• Instructions
- a) Answer these questions about the forum post on amsmath's fraktur notation:
(i) According to the edit, whose choice is the fraktur notation?
(ii) As what does amsmath render the real part notation instead of "Re"?
(iii) What does the poster say about the bottom line?
- b) In the forum post on amsmath's fraktur notation, retype the part that opens with the words containing "Edit: When writing" and closes with "motive for this?".

• Supplied text
# Why does amsmath use fraktur for real and imaginary parts?

Edit: When writing this I was under the impression that this was amsmath's choice. It has now been bought to my attention that it is Knuth's.

When was it decided that amsmath would have the real part notation as an uppercase fraktur variation R rather than a Re? (same question for the imaginary parts).

What was the motive for this?

IMPO the bottom line looks better and more readable.

Also is it not the case that the latter are far more common? Why would amsmath want writers to keep redefining the latter? The \Re and \Im are convinient but return the former.

• Extracted entries
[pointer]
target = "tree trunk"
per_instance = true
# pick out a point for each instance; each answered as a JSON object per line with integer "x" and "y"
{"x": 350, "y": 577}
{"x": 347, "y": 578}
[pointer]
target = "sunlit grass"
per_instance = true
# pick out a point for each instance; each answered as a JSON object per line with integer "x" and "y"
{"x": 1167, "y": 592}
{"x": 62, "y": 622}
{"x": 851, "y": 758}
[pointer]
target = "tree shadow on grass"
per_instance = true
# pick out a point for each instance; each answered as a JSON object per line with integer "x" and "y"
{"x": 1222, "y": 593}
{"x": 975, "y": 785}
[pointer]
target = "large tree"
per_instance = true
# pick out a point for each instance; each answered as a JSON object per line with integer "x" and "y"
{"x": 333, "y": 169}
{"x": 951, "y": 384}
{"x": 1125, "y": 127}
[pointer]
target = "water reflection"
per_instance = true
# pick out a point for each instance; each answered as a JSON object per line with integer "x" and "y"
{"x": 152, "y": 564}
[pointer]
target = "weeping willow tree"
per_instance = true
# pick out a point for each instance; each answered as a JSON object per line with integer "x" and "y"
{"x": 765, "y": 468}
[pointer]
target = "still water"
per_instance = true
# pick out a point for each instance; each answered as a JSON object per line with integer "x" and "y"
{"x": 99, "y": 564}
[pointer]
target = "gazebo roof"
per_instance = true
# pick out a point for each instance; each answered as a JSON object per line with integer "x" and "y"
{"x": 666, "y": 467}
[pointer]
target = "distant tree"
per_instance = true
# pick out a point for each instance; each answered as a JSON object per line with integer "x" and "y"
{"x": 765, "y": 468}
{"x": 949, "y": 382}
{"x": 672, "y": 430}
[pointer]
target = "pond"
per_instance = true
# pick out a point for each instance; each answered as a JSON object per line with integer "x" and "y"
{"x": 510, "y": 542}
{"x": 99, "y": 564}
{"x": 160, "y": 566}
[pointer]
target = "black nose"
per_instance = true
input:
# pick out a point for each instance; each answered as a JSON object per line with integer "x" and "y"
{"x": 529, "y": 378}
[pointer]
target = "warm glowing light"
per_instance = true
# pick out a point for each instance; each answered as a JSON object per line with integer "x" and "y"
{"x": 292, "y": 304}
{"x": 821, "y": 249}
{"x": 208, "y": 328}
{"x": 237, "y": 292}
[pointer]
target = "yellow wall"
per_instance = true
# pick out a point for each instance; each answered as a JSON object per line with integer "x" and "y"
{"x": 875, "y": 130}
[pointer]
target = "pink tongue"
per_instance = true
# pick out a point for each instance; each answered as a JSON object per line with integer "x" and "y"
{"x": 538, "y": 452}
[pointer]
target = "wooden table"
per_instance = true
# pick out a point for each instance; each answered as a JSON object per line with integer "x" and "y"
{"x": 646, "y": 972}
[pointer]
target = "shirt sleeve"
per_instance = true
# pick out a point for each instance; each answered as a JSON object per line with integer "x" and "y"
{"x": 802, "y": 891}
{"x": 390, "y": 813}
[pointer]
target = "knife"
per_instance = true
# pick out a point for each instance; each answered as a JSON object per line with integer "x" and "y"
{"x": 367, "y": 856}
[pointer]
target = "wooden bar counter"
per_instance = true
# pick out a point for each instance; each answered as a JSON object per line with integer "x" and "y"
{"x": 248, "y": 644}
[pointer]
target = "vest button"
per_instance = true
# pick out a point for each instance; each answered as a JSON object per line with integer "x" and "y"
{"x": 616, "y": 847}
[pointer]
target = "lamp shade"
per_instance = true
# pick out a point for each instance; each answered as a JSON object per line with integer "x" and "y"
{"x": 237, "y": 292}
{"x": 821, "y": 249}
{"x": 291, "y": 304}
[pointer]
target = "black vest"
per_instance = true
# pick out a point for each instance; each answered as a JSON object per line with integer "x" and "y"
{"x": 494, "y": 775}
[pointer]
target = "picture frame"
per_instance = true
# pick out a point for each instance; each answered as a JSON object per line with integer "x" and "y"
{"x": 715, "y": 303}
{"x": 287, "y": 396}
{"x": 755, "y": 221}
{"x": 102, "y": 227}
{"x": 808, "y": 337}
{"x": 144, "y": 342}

• Responses for each task
- a)
(i) Knuth's.
(ii) An uppercase fraktur variation R.
(iii) It looks better and more readable.

- b)
Edit: When writing this I was under the impression that this was amsmath's choice. It has now been bought to my attention that it is Knuth's.

When was it decided that amsmath would have the real part notation as an uppercase fraktur variation R rather than a Re? (same question for the imaginary parts).

What was the motive for this?